§ INSTRUCTIONS FOR THE TASK
How many lines in the listing below contain the string "frame", with case counting? Reply with the number alone.

§ RECORD EXTRACTS
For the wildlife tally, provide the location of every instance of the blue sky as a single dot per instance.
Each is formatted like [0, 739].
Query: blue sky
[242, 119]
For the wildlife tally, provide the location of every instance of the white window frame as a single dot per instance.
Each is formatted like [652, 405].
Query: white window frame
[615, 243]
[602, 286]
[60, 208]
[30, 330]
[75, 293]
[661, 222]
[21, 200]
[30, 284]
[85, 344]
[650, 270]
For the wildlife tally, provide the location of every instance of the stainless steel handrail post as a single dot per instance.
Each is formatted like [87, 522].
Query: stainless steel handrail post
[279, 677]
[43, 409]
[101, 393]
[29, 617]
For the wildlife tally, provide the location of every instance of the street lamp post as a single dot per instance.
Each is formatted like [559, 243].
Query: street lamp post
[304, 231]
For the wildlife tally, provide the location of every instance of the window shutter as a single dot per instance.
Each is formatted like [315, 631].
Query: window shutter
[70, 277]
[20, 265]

* * *

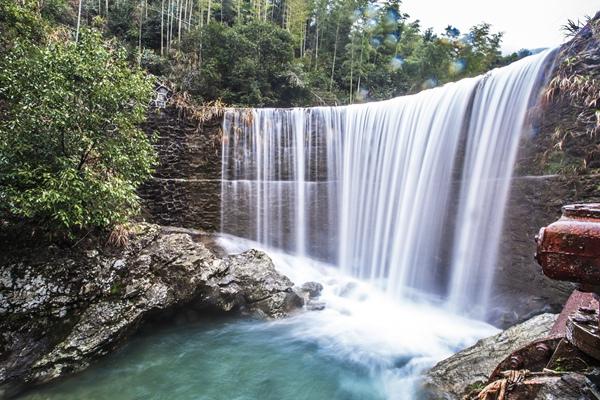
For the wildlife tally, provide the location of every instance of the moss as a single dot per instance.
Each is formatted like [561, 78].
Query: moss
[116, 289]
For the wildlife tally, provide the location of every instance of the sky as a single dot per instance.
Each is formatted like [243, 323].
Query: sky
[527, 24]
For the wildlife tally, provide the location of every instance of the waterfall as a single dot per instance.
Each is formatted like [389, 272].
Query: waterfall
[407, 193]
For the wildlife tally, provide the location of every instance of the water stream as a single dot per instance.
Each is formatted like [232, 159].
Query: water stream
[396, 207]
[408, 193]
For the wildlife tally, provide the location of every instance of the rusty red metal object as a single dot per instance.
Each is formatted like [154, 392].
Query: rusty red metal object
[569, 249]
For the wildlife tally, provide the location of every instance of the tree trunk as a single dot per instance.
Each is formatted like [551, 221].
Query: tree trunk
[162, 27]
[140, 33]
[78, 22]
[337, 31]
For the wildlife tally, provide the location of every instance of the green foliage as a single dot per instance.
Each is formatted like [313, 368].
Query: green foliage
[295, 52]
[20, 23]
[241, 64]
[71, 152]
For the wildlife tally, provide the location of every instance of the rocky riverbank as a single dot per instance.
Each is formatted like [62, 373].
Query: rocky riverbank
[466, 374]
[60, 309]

==

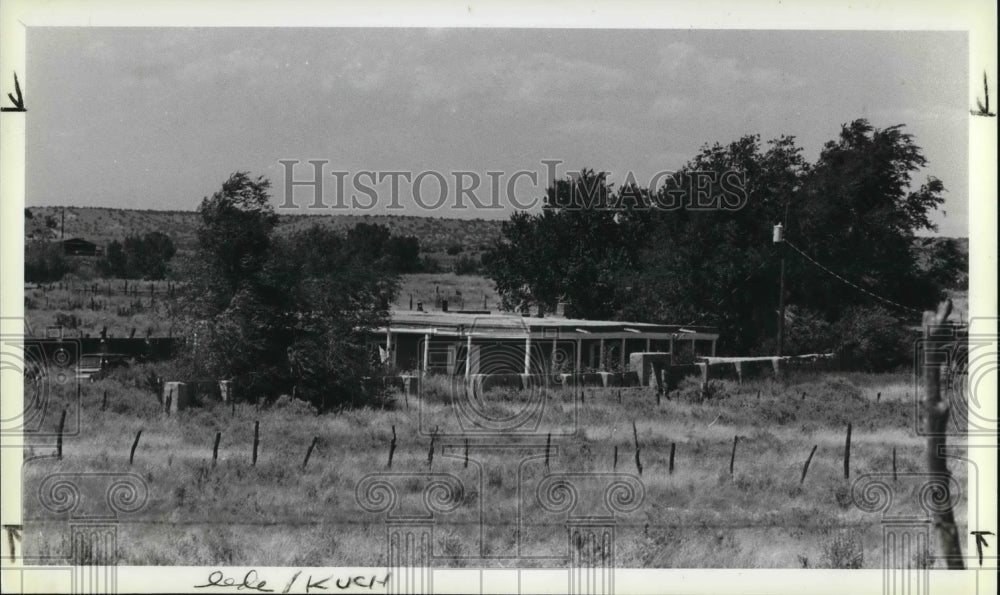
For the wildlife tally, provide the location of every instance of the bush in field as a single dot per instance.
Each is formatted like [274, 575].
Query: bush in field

§ RESPONSE TO THE EXERCISE
2